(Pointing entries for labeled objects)
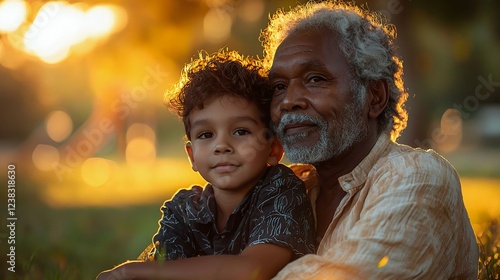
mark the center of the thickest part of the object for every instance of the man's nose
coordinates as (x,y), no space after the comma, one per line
(294,98)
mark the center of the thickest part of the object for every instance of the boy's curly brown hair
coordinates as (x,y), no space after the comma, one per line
(215,75)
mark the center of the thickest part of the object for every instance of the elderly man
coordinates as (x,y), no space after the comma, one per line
(383,210)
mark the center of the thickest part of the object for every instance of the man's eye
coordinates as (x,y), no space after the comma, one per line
(315,79)
(279,88)
(241,132)
(205,135)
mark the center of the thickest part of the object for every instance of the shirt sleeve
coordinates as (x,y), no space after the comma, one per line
(282,215)
(409,229)
(174,239)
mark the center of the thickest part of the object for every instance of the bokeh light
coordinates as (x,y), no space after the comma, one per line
(58,27)
(59,126)
(12,15)
(45,157)
(140,130)
(217,26)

▶ [Do this]: Please turn every line of the listing above into a Markdown table with the columns Row and Line, numbering the rows and skipping blank lines. Leave the pictures out.

▶ [Written answer]:
| Row | Line |
|---|---|
| 1 | mark the center of the thickest part of the object for every instance of the man's nose |
| 2 | coordinates as (x,y), no space after the comma, one per line |
| 3 | (294,98) |
| 4 | mark the center of the thickest part of the object for every instance of the boy's curly brown hair |
| 5 | coordinates as (x,y), no space after the comma, one per line |
| 6 | (215,75) |
| 7 | mark the center of the thickest part of the object for every instance of the elderly man |
| 8 | coordinates as (x,y), no space after the comma, one per line |
| 9 | (383,210) |
| 10 | mark the center of the thickest part of the object for every instance of the man's eye |
| 11 | coordinates as (x,y), no space after the comma, one per line |
| 12 | (315,79) |
| 13 | (279,88) |
| 14 | (241,132) |
| 15 | (205,135) |
| 16 | mark the center of the thickest part of the object for every instance of the shirt sleeve |
| 17 | coordinates as (x,y), no space after the comma, one per line |
| 18 | (282,215) |
| 19 | (409,229) |
| 20 | (174,239) |
| 21 | mark the center of the thickest part of the object for every instance of the bokeh light |
| 22 | coordinates as (x,y), no space after the comma, one per line |
| 23 | (58,27) |
| 24 | (59,126) |
| 25 | (12,15) |
| 26 | (45,157) |
| 27 | (140,130) |
| 28 | (217,26) |